[Stored entries]
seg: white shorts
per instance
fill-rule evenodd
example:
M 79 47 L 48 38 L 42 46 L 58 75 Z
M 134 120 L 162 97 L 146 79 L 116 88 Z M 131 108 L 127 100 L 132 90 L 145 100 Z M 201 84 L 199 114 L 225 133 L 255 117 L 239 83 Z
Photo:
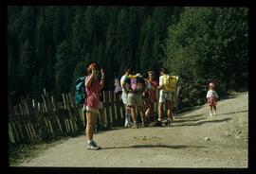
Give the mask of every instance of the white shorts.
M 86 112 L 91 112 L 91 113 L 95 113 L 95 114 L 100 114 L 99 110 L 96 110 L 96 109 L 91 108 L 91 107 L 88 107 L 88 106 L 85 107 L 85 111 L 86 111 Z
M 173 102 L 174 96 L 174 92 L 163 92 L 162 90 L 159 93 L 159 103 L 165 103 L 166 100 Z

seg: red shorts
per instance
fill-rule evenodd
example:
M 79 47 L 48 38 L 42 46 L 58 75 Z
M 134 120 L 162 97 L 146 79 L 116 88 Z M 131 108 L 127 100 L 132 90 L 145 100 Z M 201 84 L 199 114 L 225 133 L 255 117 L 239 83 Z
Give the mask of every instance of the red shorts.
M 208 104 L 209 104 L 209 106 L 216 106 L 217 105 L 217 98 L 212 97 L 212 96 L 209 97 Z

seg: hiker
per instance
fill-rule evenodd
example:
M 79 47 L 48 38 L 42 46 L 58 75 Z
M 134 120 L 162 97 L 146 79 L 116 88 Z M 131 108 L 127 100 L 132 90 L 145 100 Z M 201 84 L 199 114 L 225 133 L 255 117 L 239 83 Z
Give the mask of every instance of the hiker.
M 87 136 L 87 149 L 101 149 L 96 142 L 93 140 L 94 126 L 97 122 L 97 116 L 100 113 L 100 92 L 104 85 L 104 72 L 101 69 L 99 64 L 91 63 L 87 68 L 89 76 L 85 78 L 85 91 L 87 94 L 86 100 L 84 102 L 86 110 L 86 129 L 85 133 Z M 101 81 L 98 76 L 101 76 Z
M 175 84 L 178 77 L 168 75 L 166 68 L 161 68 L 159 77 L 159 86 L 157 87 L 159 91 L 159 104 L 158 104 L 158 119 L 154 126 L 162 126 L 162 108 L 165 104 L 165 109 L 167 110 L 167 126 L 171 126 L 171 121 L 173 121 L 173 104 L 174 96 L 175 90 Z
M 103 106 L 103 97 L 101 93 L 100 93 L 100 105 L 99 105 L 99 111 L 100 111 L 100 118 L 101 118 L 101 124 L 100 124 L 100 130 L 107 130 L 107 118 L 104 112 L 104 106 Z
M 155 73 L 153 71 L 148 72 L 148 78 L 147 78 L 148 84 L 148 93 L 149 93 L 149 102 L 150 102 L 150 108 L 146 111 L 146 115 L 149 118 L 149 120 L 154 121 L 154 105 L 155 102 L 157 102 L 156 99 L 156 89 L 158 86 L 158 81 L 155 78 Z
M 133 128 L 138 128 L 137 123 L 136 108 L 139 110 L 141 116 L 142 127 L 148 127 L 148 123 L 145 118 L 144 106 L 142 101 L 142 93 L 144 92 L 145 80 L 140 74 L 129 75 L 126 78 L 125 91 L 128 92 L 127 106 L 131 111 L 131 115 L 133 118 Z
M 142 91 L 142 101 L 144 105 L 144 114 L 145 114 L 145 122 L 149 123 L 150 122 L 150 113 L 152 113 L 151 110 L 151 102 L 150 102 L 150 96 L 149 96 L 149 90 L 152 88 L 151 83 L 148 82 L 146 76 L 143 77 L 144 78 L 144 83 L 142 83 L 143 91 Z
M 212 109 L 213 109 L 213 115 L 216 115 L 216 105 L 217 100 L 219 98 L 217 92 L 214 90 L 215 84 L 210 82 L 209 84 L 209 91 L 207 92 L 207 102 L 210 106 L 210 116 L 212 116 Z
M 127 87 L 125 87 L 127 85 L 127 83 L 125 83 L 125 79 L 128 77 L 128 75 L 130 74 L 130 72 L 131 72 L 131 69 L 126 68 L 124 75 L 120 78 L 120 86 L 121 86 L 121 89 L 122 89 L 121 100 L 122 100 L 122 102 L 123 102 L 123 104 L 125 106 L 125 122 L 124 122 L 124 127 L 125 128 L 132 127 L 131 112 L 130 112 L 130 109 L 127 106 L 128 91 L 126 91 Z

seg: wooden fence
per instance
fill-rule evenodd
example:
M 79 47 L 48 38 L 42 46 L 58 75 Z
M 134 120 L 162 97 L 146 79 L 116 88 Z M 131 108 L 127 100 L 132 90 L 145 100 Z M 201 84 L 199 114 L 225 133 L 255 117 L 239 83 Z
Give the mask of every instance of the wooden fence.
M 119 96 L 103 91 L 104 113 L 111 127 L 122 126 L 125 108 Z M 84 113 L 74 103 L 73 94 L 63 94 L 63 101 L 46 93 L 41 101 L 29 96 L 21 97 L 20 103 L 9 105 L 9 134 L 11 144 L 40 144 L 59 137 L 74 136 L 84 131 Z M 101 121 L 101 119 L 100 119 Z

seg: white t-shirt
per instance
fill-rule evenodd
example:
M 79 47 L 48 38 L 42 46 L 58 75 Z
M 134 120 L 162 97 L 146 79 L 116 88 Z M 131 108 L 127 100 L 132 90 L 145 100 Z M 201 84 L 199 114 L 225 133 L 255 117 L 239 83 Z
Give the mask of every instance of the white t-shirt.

▶ **PROBLEM TO SOLVE**
Reproduce every line of the listing above word for word, leaving out the pictures.

▶ **FULL ANSWER**
seg: white shorts
per instance
fill-rule evenodd
example:
M 79 47 L 48 38 L 42 46 L 58 75 Z
M 134 120 L 162 97 L 146 79 L 116 88 Z M 131 108 L 127 100 L 132 90 L 145 100 Z M 201 84 L 199 114 L 225 133 L 255 117 L 239 83 Z
Photo:
Give the mask of every instance of the white shorts.
M 86 112 L 91 112 L 91 113 L 95 113 L 95 114 L 100 114 L 99 110 L 96 110 L 96 109 L 91 108 L 91 107 L 88 107 L 88 106 L 85 107 L 85 111 L 86 111 Z
M 173 102 L 174 96 L 174 92 L 163 92 L 162 90 L 159 93 L 159 103 L 165 103 L 166 100 Z

seg: red shorts
per instance
fill-rule evenodd
example:
M 79 47 L 48 38 L 42 46 L 58 75 Z
M 134 120 L 162 97 L 146 79 L 116 88 Z M 131 108 L 127 100 L 132 90 L 145 100 Z M 201 84 L 199 114 L 225 133 L 255 117 L 239 83 Z
Give the mask of every instance of the red shorts.
M 208 104 L 209 104 L 209 106 L 216 106 L 217 105 L 217 98 L 212 97 L 212 96 L 209 97 Z

seg: hiker
per instance
fill-rule evenodd
example:
M 79 47 L 48 38 L 42 46 L 58 75 Z
M 134 120 L 162 97 L 146 79 L 116 88 Z M 131 108 L 127 100 L 132 90 L 145 100 Z M 201 84 L 199 114 L 225 133 L 255 117 L 239 83 Z
Give the mask of every instance of the hiker.
M 87 136 L 87 149 L 101 149 L 96 142 L 93 140 L 94 126 L 97 122 L 97 116 L 100 113 L 100 92 L 104 85 L 104 72 L 101 69 L 99 64 L 91 63 L 87 68 L 89 76 L 85 78 L 85 91 L 87 94 L 86 100 L 84 102 L 86 110 L 86 129 L 85 133 Z M 101 81 L 98 76 L 101 76 Z
M 175 84 L 178 77 L 168 75 L 166 68 L 161 68 L 159 77 L 159 86 L 157 87 L 159 91 L 159 104 L 158 104 L 158 119 L 154 126 L 162 126 L 162 108 L 165 104 L 165 109 L 167 110 L 167 126 L 171 126 L 171 121 L 173 121 L 173 104 L 174 96 L 175 90 Z
M 103 106 L 103 97 L 101 93 L 100 93 L 100 105 L 99 105 L 99 111 L 100 111 L 100 118 L 101 118 L 101 124 L 100 124 L 100 130 L 107 130 L 107 118 L 104 112 L 104 106 Z
M 155 73 L 153 71 L 148 72 L 148 78 L 147 78 L 148 84 L 148 93 L 149 93 L 149 102 L 150 102 L 150 108 L 146 111 L 146 115 L 149 118 L 149 120 L 154 121 L 154 105 L 155 102 L 157 102 L 156 99 L 156 89 L 158 86 L 158 81 L 155 78 Z
M 133 128 L 138 128 L 137 123 L 136 108 L 139 110 L 141 116 L 142 127 L 148 127 L 148 123 L 145 118 L 144 106 L 142 101 L 142 93 L 144 92 L 145 80 L 140 74 L 129 75 L 126 78 L 125 91 L 128 92 L 127 106 L 131 111 L 131 115 L 133 118 Z
M 142 91 L 142 101 L 144 105 L 144 114 L 145 114 L 145 122 L 149 123 L 150 122 L 150 113 L 152 113 L 151 110 L 151 102 L 150 102 L 150 96 L 149 96 L 149 90 L 152 88 L 151 83 L 148 82 L 146 76 L 143 77 L 144 78 L 144 83 L 142 83 L 143 91 Z
M 212 109 L 213 109 L 213 115 L 216 115 L 216 105 L 217 100 L 219 98 L 217 92 L 214 90 L 215 84 L 210 82 L 209 84 L 209 91 L 207 92 L 207 102 L 210 106 L 210 116 L 212 116 Z
M 127 87 L 125 87 L 127 85 L 127 83 L 125 83 L 125 79 L 128 77 L 128 75 L 130 74 L 130 72 L 131 72 L 131 69 L 126 68 L 124 75 L 120 78 L 120 86 L 121 86 L 121 89 L 122 89 L 121 100 L 122 100 L 122 102 L 123 102 L 123 104 L 125 106 L 125 122 L 124 122 L 124 127 L 125 128 L 132 127 L 131 112 L 130 112 L 130 109 L 127 106 L 128 91 L 126 91 Z

seg: wooden fence
per instance
fill-rule evenodd
example:
M 79 47 L 48 38 L 42 46 L 58 75 Z
M 134 120 L 162 97 L 146 79 L 116 88 Z M 131 108 L 127 100 L 132 90 L 145 100 Z M 201 84 L 199 114 L 225 133 L 255 117 L 239 83 Z
Give the mask of every instance of the wooden fence.
M 119 96 L 103 91 L 104 113 L 111 127 L 122 126 L 125 108 Z M 84 113 L 74 103 L 73 94 L 63 94 L 63 101 L 46 93 L 41 101 L 29 96 L 21 97 L 20 103 L 9 105 L 9 134 L 11 144 L 40 144 L 59 137 L 74 136 L 84 131 Z M 101 121 L 101 119 L 100 119 Z

seg: white t-shirt
per instance
fill-rule evenodd
example:
M 79 47 L 48 38 L 42 46 L 58 75 Z
M 134 120 L 162 97 L 146 79 L 116 88 Z M 131 108 L 127 100 L 132 90 L 145 100 Z M 201 84 L 199 114 L 225 133 L 255 117 L 239 83 Z
Give the mask of every instance of the white t-shirt.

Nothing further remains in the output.